++++ Data entries

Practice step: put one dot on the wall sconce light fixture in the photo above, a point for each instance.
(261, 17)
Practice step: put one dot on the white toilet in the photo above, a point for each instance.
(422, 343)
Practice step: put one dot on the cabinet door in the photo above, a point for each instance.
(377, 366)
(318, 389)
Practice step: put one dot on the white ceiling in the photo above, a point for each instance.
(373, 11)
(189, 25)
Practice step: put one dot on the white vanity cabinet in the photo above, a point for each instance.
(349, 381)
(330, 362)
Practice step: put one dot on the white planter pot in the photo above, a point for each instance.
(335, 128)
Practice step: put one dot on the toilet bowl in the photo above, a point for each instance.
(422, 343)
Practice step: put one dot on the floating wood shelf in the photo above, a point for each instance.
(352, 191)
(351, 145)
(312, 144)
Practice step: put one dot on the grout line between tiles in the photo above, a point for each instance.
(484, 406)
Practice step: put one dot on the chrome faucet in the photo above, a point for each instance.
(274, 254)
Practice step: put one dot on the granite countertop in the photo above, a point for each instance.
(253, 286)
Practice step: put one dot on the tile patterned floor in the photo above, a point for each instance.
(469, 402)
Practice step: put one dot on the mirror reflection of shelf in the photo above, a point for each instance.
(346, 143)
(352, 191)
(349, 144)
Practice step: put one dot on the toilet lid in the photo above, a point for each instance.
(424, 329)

++++++++

Revise all the records above so that "put one dot" becomes "place a single mark" in each one, with nothing else altered.

• _Task solution_
Practice step: place a single mark on the wall sconce light fixture in the photo above, a point for each instance.
(261, 17)
Practice step: place a single mark on the white toilet in the photo above, a point for each instance.
(422, 343)
Practice step: place a single mark on the cabinet door in the photo above, a point for each instance.
(377, 366)
(318, 389)
Practice step: place a single mark on the white ceiling in the photo above, a point for each instance.
(373, 11)
(189, 25)
Practice step: place a single mark on the white vanity cabinet in the photo above, a point for each instance.
(349, 381)
(330, 362)
Practice step: place a single mark on the white planter pot in the photo above, a point for each instance.
(335, 128)
Practice step: place a single mark on the toilet bowl in the photo above, a point for each instance.
(422, 343)
Practice step: place a single mark on the floating wood shelf in the photo above, a point for each instance.
(352, 191)
(351, 145)
(312, 144)
Practice step: place a single mark on the grout line between tiles in the photo above, a point for each instance.
(484, 406)
Practice step: place a single mark on the chrome faucet in the photo above, a point for each instance.
(274, 254)
Practice step: place a single mark on the granite countertop in the photo above, a point for each instance.
(253, 286)
Practice step: place a single mark on the tile patterned floor in the photo above, a point for each instance.
(469, 402)
Practice step: place a single mark on the mirror reflection of shelf in the photo above, a point for each instance.
(346, 143)
(352, 191)
(349, 144)
Practice step: place a single mark on the toilet lid in the photo above, a point for each instance.
(424, 329)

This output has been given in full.